* _Short problem_
Could you return every one of the following lines word for word, without changing anything?

(Pointing data excerpts)
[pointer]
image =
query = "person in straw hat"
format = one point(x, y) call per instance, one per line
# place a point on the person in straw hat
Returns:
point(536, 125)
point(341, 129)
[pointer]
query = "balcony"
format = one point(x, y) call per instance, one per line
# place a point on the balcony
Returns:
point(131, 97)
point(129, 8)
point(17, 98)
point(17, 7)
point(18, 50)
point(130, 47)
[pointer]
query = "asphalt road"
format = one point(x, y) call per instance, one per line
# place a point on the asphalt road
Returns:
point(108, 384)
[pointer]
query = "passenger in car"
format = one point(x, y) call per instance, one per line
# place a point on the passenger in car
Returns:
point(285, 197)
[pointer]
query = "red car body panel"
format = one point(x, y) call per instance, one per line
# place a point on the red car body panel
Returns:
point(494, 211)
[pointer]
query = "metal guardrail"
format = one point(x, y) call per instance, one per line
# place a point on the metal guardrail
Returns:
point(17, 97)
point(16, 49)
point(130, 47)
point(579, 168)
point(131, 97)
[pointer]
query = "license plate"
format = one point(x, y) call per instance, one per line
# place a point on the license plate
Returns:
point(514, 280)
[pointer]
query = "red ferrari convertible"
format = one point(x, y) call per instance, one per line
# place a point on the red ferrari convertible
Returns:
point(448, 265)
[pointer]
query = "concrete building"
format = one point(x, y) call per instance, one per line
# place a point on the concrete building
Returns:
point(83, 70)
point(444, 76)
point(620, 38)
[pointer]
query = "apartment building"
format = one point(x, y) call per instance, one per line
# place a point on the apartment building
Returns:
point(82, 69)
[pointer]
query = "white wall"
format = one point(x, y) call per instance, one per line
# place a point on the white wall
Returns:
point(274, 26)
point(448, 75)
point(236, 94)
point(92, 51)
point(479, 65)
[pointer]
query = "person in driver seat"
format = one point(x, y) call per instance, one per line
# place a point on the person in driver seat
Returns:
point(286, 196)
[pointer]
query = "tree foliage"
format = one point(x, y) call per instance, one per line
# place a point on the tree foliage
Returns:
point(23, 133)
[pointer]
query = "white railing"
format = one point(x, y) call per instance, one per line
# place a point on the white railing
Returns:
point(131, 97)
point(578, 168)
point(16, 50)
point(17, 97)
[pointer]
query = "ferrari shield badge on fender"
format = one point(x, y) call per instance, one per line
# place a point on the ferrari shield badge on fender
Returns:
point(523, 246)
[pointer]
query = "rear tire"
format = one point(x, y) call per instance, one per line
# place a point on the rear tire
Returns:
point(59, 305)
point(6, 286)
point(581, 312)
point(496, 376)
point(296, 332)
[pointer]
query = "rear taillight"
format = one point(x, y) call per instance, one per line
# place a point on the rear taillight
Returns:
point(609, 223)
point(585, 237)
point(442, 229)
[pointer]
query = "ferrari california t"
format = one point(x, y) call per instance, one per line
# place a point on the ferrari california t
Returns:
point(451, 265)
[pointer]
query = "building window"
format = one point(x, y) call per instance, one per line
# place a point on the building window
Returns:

* _Full output_
[pointer]
image =
query = "person in straw hat"
format = one point(x, y) call per instance, one per line
# place a point on the person in straw hat
Returns:
point(536, 125)
point(341, 129)
[pointer]
query = "balcony"
format = one point(x, y) call per instance, one per line
# place a point on the balcony
Returns:
point(131, 97)
point(129, 8)
point(17, 98)
point(17, 7)
point(18, 50)
point(130, 47)
[pointer]
query = "asphalt road"
format = one point(x, y) call per instance, one per line
# place a point on the asphalt road
Returns:
point(108, 384)
[pointer]
query = "passenger in car"
format = one point(x, y) call per instance, one per line
# place a point on the passenger in car
Returns:
point(285, 197)
[pointer]
query = "red car body panel"
format = one point(x, y) call per instance, one per line
# place a point on the red car body panel
Returns:
point(494, 211)
[pointer]
query = "metal guardrail"
format = one point(x, y) call per instance, one per line
# place a point on the metal guardrail
Returns:
point(17, 97)
point(16, 49)
point(130, 47)
point(579, 168)
point(131, 97)
[pointer]
query = "license plate"
format = one point(x, y) call per instance, one per line
# place a point on the license plate
Returns:
point(514, 280)
[pointer]
query = "red ferrari convertible"
format = one point(x, y) call per instance, one per line
# place a point on the red ferrari convertible
Returns:
point(448, 265)
[pointer]
query = "concrete building"
format = one point(x, y) call per instance, one per line
# place a point on the concrete building
Returns:
point(83, 70)
point(444, 76)
point(620, 38)
[pointer]
query = "apartment building"
format = one point(x, y) call per instance, one per line
# place a point on the apartment building
Returns:
point(82, 69)
[pointer]
query = "white wall"
format = one point(x, y) call per instance, one per line
# place a point on the white wall
Returns:
point(274, 26)
point(448, 75)
point(236, 94)
point(92, 51)
point(479, 65)
[pointer]
query = "person in driver seat"
format = one point(x, y) call per instance, one per line
# place a point on the person in driver seat
Returns:
point(286, 196)
[pointer]
query = "tree foliage"
format = one point(x, y) call per instance, one per line
# place a point on the tree foliage
Returns:
point(23, 133)
[pointer]
query = "white railing"
format = one point(x, y) call per instance, one per line
# place a point on the white railing
Returns:
point(131, 97)
point(578, 168)
point(16, 50)
point(17, 97)
[pointer]
query = "ferrari shield badge on fender"
format = one point(x, y) call per instance, one per line
# place a point on the ferrari shield badge on fender
Returns:
point(523, 246)
[pointer]
query = "rear tire"
format = one point(x, y) call per instance, one per line
# place a point on the rear tire
Returns:
point(59, 305)
point(6, 286)
point(581, 312)
point(496, 376)
point(296, 332)
[pointer]
query = "rear taillight"
format = one point(x, y) call per instance, one per line
# place a point on the rear taillight
Returns:
point(609, 223)
point(585, 237)
point(442, 229)
[pointer]
query = "ferrari california t"
format = one point(x, y) call per instance, one per line
# place a point on the ferrari california t
Returns:
point(451, 265)
[pointer]
query = "building window"
format = one point(x, y) call per instance, one per line
# place a point on the building window
Returns:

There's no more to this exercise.